# Start of Data to process

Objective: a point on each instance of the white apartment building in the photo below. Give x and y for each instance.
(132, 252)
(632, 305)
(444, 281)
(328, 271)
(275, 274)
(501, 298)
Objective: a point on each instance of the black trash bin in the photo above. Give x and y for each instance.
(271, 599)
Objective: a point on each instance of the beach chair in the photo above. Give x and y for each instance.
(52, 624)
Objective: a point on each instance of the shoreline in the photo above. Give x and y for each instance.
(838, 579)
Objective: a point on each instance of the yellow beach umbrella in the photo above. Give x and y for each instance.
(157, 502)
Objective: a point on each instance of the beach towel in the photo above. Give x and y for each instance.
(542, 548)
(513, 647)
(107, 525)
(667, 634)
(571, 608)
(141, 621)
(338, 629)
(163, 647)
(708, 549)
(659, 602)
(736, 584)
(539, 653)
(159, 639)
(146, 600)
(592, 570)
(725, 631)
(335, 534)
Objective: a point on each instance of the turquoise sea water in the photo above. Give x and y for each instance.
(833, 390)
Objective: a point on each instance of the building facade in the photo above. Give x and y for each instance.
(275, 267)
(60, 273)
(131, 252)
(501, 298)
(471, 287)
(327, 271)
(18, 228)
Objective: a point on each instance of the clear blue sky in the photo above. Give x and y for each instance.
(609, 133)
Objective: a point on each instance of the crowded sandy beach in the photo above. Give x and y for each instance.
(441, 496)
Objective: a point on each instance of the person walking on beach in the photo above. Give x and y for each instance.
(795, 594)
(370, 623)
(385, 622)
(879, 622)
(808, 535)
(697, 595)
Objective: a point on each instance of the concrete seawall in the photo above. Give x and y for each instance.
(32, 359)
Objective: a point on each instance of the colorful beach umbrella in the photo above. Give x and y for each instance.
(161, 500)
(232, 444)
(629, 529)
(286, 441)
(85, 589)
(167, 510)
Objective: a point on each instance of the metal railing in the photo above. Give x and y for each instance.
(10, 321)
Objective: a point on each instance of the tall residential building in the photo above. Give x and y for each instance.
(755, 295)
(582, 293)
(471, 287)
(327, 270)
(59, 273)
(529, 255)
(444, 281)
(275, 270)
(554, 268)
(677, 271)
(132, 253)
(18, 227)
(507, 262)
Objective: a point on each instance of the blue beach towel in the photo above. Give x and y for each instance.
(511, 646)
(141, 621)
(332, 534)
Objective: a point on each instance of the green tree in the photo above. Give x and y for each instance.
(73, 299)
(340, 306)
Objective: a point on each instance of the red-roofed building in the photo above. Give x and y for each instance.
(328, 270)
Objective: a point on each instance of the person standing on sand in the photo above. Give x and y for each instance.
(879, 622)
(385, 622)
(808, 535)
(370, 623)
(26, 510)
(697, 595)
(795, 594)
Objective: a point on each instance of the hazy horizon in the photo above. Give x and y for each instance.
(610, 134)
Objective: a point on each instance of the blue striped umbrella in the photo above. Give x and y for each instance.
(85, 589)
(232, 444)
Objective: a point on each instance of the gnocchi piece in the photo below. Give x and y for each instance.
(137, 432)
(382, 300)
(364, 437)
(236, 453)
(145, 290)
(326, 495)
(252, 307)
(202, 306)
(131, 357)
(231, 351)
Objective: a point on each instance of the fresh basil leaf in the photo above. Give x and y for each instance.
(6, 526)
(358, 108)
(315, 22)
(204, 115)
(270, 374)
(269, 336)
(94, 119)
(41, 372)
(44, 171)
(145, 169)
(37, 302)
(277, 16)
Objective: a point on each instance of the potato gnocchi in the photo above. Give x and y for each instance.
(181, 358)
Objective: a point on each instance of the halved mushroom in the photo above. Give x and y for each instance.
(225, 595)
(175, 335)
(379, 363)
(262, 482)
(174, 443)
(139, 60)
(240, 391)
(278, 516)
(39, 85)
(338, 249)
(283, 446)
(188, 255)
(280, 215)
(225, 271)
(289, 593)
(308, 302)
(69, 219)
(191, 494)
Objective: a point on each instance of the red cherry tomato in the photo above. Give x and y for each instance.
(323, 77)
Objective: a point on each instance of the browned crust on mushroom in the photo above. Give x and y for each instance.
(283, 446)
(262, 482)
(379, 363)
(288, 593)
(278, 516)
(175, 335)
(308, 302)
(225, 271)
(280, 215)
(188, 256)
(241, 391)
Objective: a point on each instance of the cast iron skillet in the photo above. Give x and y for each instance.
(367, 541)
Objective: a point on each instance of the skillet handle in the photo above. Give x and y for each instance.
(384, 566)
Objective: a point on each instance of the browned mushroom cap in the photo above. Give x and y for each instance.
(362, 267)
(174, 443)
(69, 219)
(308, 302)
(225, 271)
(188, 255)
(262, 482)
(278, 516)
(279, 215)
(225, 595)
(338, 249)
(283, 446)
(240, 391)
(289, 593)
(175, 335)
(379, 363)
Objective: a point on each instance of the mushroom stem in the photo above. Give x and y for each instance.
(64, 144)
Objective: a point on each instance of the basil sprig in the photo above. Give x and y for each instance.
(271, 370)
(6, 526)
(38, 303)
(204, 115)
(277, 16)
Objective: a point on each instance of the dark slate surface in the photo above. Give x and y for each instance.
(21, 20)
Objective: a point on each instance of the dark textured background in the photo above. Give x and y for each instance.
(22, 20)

# End of Data to process

Aim of the task | Please rewrite every entry above, swapping each "Objective" for "Goal" and leaving everything else untouched.

Correct result |
Goal: a point on each instance of the white apartment building in the photo below. Give x and y for each instance.
(132, 252)
(632, 305)
(444, 281)
(328, 271)
(275, 274)
(501, 298)
Goal: a point on each instance of the black trash bin in the photo above. Give x and y for each instance.
(271, 599)
Goal: a point on each instance of the beach chair in the photo above. Give x and y for each instance.
(52, 624)
Goal: a point on each instance of the shoreline in the photo above. Give x and y for each instance.
(838, 579)
Goal: a point on each instance of the yellow beach umbrella in the photo above. Give x and y for each instance.
(157, 502)
Goal: a point on each instance of the beach towel in the photo above. Give x and y for each instance.
(542, 548)
(513, 647)
(107, 525)
(667, 634)
(571, 608)
(141, 621)
(338, 629)
(163, 647)
(708, 549)
(659, 602)
(736, 584)
(539, 653)
(159, 639)
(146, 600)
(592, 570)
(725, 631)
(335, 534)
Goal: a point on each instance of the turquoise sea water in the photo above. Give x and y for each instance.
(833, 390)
Goal: a point on each instance of the building facade in the photo above. Give x and y for each instance.
(275, 267)
(60, 273)
(131, 252)
(501, 298)
(471, 287)
(327, 271)
(18, 228)
Goal: a point on each instance of the clear blue sky in the photo above. Give x and y for each instance.
(609, 133)
Goal: a point on each instance of the crowded sandy beach in the photo above. Give x and y for each instance.
(441, 496)
Goal: a point on each instance of the person walking on beach in the photo above. Give x and y for each instance.
(795, 594)
(370, 623)
(385, 622)
(879, 622)
(808, 535)
(697, 595)
Goal: a point on each instance of the concrete seawall in the photo above. Give x and y for each instance.
(32, 359)
Goal: a point on each instance of the colorful beach umbrella in the photo above. Give x and y for each instance.
(161, 500)
(232, 444)
(629, 529)
(286, 441)
(85, 589)
(167, 510)
Goal: a point on each instance of the metal railing in the photo above. Give x and y for each instance.
(10, 321)
Goal: a point on each instance of the tall residential building in the photo above. Give x and y for each instance.
(755, 295)
(582, 293)
(471, 287)
(327, 270)
(59, 273)
(529, 255)
(444, 281)
(275, 270)
(554, 268)
(677, 271)
(132, 253)
(18, 227)
(507, 262)
Goal: a point on each instance of the blue beach towel in the photo above. Give x and y for each instance.
(511, 646)
(141, 621)
(332, 534)
Goal: a point on each instance of the green tree in the photo above. Give x and y for each instance.
(73, 299)
(340, 306)
Goal: a point on each instance of the red-roofed building in the photo above. Give x and y for each instance.
(328, 270)
Goal: a point on each instance of the person standing on sand in the photo above. Give x and y for each instance.
(879, 622)
(385, 622)
(808, 535)
(370, 623)
(26, 510)
(697, 595)
(795, 594)
Goal: a point on each instance of the hazy horizon in the photo above. Give x and y for each instance.
(610, 134)
Goal: a point on each instance of the blue striped umbrella in the photo above. Give x and y for each instance.
(85, 589)
(232, 444)
Goal: a point on each instance of the gnocchi piece in the photo below. Give x and y for each instance.
(137, 432)
(382, 300)
(364, 437)
(236, 453)
(145, 290)
(326, 495)
(252, 307)
(202, 306)
(131, 357)
(231, 351)
Goal: a point on each instance of the fresh basil leaf in the photo above. Give x and y for each instance.
(6, 526)
(358, 108)
(315, 22)
(204, 115)
(270, 374)
(269, 336)
(94, 119)
(41, 372)
(44, 171)
(145, 169)
(37, 302)
(277, 16)
Goal: a point on each instance of the potato gnocchi in the photo above. Give x and y for each instance.
(181, 358)
Goal: a point on each instance of the halved mushroom in the photo above. Give x and y for each instance.
(225, 595)
(175, 335)
(379, 363)
(262, 482)
(174, 443)
(139, 60)
(240, 391)
(278, 516)
(39, 85)
(338, 249)
(283, 446)
(188, 255)
(280, 215)
(225, 271)
(289, 593)
(308, 302)
(69, 219)
(191, 494)
Goal: a point on each instance of the red cherry tomato in the photo above. Give x and y for each instance.
(323, 77)
Goal: a point on each instance of the browned crust on mushroom in the photo above. Give x and y for each instance.
(283, 446)
(262, 482)
(379, 363)
(288, 593)
(278, 516)
(175, 335)
(308, 302)
(225, 271)
(280, 215)
(188, 256)
(241, 391)
Goal: a point on each instance of the cast iron skillet in the photo above. Give x and y for each instance.
(367, 541)
Goal: a point on each instance of the skillet handle in the photo above. Give x and y for each instance.
(384, 566)
Goal: a point on each instance of the browned mushroom cap in the photo above. Give x and y for each instance.
(362, 267)
(174, 443)
(69, 219)
(308, 302)
(225, 271)
(188, 255)
(262, 482)
(278, 516)
(279, 215)
(225, 595)
(338, 249)
(283, 446)
(240, 391)
(289, 593)
(175, 335)
(379, 363)
Goal: a point on each instance of the mushroom stem in the photo above. Give x and y for each instance.
(64, 144)
Goal: a point on each instance of the basil sprig in the photo above. Give x and y for each instance.
(271, 370)
(6, 526)
(38, 303)
(204, 115)
(277, 16)
Goal: a point on each instance of the dark slate surface in the photo above. Give x and y for each instance.
(21, 20)
Goal: a point on each instance of the dark textured background in the photo above. Give x and y for each instance.
(22, 20)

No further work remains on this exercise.